* TASK STATEMENT *
Extend the passage below about the book Velvet Glove, Iron Fist by writing the next part, picking up after its final sentence.
───── EXERCISE TEXT ─────
Velvet Glove, Iron Fist is a fast-paced critique of the late twentieth- and early twenty-first-century public health focus on lifestyle behaviours. The book centres on smoking, which Snowdon, in common with anti-smoking activists, sees as the blueprint for increased regulation of individual health behaviour for the common good. Snowdon traces the history of anti-smoking campaigns from the early seventeenth century through to the present day, via campaigners such as Lucy Page Gaston in early twentieth-century USA and the National Socialist regime in 1930s and early 1940s Germany. Rather than making the simplistic argument that current regulations on smoking exceed anything the Nazis hoped to implement (although he makes this point), Snowdon's aim is to unveil the financial interests which have grown around the tobacco control movement and the spurious epidemiology used to back up some of its claims, particularly in relation to passive smoking and ‘third-hand smoke’ (that is, the residual nicotine that remains on surfaces after a cigarette has been smoked).
───── DATA FOR REVIEW ─────
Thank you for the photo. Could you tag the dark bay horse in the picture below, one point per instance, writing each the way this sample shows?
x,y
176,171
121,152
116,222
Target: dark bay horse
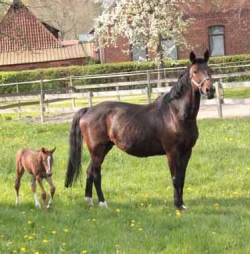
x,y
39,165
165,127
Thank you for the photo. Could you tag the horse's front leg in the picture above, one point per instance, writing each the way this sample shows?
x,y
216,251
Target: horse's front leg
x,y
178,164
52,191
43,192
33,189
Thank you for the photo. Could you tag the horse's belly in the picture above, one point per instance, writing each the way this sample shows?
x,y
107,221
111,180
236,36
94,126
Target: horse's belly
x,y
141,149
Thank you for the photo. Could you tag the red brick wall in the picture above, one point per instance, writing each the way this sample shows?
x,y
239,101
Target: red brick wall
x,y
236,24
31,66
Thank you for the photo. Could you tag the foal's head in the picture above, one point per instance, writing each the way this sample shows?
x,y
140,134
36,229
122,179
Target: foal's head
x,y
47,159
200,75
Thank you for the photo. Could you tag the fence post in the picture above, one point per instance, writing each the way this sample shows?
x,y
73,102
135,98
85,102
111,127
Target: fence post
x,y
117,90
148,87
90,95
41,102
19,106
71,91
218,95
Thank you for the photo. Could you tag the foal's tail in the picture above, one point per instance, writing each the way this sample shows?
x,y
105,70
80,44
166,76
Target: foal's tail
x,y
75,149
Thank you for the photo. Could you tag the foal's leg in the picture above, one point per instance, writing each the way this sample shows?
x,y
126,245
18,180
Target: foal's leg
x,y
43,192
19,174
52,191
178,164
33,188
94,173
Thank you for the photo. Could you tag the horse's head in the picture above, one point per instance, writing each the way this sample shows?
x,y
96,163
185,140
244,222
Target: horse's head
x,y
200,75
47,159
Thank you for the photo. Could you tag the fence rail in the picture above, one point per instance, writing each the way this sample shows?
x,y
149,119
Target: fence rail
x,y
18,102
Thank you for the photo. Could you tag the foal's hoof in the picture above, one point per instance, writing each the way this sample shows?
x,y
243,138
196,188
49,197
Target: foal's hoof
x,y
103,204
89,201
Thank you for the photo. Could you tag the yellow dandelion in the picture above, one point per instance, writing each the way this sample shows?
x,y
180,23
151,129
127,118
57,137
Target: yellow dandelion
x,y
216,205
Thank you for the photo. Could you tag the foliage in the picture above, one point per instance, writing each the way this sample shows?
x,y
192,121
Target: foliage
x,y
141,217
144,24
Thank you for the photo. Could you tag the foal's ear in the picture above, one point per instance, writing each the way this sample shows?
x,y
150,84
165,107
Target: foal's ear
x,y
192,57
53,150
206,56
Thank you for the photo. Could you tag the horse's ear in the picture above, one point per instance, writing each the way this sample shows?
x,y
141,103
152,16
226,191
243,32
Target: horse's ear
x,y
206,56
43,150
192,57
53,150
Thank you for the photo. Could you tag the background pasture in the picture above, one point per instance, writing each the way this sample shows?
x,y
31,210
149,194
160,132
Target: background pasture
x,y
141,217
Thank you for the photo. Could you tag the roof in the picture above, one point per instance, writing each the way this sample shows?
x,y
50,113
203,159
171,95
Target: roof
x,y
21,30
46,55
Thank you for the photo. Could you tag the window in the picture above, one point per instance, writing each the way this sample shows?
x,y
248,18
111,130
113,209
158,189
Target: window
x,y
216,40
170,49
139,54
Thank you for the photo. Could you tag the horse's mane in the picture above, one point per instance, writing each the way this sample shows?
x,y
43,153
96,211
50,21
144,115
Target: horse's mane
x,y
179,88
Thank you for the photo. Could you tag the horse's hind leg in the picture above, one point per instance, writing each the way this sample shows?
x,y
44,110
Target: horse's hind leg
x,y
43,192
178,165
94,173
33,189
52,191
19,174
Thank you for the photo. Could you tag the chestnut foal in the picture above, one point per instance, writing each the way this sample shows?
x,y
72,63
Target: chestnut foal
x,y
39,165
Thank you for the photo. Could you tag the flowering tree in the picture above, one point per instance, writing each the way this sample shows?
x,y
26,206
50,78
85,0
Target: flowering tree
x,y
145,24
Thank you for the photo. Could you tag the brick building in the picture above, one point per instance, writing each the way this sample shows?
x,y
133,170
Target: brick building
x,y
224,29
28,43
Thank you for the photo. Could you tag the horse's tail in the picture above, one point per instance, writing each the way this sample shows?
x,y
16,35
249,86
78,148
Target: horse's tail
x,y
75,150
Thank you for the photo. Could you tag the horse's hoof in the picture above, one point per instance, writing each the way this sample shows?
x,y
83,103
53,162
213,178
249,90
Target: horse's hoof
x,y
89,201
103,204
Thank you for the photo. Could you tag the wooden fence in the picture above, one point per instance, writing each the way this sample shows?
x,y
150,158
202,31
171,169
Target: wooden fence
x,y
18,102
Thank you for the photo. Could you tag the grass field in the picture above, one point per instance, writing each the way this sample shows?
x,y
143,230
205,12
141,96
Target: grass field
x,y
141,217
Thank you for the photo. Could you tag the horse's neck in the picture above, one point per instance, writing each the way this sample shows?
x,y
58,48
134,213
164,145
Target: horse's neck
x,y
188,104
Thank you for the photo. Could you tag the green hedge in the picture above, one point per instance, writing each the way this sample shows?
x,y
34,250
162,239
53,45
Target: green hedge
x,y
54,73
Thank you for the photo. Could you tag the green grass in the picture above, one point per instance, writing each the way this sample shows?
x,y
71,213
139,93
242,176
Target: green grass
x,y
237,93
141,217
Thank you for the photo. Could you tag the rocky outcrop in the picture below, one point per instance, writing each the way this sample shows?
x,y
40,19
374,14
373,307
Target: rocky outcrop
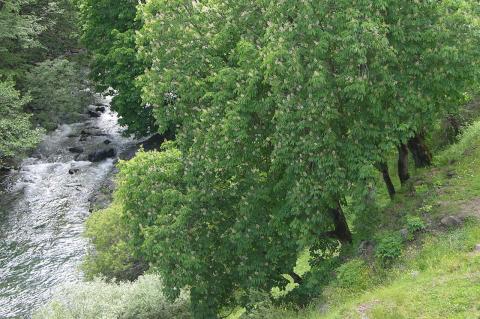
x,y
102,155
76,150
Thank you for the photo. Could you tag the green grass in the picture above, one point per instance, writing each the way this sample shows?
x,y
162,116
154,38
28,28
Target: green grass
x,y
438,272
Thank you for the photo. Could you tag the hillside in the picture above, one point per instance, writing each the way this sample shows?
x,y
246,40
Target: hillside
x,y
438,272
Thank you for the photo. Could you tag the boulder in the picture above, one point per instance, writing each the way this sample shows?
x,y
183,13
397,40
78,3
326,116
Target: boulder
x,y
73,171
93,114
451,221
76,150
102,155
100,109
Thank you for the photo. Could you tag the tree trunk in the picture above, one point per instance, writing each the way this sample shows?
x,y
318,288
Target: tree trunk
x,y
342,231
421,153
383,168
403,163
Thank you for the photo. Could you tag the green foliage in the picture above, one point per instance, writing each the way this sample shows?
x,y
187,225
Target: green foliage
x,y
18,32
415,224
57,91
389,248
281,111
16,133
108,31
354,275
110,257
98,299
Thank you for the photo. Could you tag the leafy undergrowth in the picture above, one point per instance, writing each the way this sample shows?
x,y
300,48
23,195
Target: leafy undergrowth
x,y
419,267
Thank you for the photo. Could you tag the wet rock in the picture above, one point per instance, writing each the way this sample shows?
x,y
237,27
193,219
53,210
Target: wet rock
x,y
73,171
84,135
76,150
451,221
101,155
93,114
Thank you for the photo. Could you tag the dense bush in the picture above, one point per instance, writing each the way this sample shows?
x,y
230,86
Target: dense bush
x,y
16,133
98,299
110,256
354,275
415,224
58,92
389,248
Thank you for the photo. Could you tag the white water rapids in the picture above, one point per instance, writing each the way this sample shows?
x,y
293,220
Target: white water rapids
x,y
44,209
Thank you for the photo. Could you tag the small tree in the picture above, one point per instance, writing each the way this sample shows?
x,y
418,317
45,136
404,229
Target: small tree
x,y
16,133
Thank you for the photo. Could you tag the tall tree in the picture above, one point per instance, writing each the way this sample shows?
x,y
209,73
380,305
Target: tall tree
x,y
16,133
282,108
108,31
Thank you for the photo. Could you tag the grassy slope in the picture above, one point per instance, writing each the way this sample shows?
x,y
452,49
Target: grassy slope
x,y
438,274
─────
* REPLY TO THE EXERCISE *
Much of the material in Snowdon's early chapters is re-worked from existing historical accounts of smoking, but he presents the material in an interesting and accessible manner. The more substantive part of Snowdon's argument comes in the later chapters, where he follows the development of the tobacco control movement from local initiatives to its global position today, a development which has gathered pace in the last decade and a half. In 1994, leaked documents acknowledging that the tobacco industry had been aware of the addictive nature of cigarettes and ‘had deliberately misled the public for decades’ (p. 191) undermined the notion of the smoker's right to choose. At the same time, concerns about passive smoking legitimated moving the debate beyond individual rights towards a raft of measures justified as within the public interest, such as increased taxation and restrictions on smoking in public places. These measures went beyond previous approaches, such as educating and informing the public about the dangers of smoking, to health and offering advice on how to quit.
This shift in the direction of anti-smoking campaigns has been chronicled elsewhere, most notably by historian Virginia Berridge (Marketing Health, Oxford University Press, 2007). However, Snowdon argues that the case against passive smoking was (and crucially for his argument, remains) scientifically unfounded, epidemiologically dubious and manifestly overstated. He seeks to call the tobacco control movement to account for unsubstantiated statements such as ‘[j]ust thirty seconds of exposure [to smoke] can make coronary heart function indistinguishable from smokers’ (Snowdon's emphasis; p. 332). He cites comments from Sir Richard Doll, one of the epidemiologists who established the causal connection between smoking and lung cancer, that ‘the effects of other people smoking in my presence is [sic] so small it doesn't worry me’. But such views went against the tide: Doll was obliged to later state he had been speaking in a personal capacity (p. 248).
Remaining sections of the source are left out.